(Natural-language object grounding data)
---
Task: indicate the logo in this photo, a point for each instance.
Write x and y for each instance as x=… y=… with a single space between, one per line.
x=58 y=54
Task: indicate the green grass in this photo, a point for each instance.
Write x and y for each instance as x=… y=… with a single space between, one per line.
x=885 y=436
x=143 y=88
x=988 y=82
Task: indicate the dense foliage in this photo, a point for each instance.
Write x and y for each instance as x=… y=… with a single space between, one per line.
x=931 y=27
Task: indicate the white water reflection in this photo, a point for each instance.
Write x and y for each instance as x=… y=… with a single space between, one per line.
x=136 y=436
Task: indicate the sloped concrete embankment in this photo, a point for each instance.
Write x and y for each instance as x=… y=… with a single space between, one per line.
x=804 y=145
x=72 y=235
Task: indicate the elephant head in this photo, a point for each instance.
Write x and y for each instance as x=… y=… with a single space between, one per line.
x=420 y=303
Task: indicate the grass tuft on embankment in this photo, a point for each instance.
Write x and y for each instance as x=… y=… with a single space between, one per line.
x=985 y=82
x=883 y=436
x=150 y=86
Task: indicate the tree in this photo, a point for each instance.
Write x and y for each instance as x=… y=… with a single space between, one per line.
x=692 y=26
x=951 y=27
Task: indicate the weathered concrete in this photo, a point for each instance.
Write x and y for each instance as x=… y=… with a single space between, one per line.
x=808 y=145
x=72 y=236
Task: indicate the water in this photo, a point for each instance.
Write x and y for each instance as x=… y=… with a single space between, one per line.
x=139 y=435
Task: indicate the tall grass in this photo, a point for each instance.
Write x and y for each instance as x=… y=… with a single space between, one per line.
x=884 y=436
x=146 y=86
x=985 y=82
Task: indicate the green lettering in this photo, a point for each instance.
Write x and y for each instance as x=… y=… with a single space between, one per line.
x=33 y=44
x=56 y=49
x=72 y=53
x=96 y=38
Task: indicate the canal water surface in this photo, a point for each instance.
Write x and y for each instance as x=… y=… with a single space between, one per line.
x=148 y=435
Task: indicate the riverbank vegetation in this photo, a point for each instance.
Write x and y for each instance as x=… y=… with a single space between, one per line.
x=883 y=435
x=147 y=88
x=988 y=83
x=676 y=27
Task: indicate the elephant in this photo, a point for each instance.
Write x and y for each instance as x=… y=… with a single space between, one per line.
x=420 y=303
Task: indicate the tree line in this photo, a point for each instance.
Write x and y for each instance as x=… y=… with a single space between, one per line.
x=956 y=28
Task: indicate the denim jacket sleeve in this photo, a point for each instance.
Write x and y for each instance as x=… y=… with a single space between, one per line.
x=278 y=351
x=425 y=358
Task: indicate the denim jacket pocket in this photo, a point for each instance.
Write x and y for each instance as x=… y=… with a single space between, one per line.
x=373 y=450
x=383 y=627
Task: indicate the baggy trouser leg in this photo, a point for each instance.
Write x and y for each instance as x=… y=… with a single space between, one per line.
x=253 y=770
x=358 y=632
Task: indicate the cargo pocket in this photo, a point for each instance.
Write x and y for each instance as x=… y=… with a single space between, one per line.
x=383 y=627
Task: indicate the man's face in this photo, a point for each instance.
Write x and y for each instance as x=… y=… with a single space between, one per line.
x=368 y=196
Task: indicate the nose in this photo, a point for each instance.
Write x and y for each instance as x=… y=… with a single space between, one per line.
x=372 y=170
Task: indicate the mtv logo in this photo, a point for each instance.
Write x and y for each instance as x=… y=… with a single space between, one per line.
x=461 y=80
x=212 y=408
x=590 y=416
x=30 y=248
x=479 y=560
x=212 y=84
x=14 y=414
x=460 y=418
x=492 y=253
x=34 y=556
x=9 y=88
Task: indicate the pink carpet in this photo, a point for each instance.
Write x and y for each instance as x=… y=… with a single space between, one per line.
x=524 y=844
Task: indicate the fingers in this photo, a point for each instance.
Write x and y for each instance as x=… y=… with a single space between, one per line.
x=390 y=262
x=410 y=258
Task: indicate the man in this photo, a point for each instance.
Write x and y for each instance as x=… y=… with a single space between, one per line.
---
**Work to be completed**
Wherever the string "grass" appears in the entries above, return the line it appears on.

**Exercise result**
Task: indicate the green grass in this photo, a point for each instance.
Task: indicate the grass tuft on embankment in this photo, a point for each instance.
Task: indicate the tall grass in this photo, a point for each instance.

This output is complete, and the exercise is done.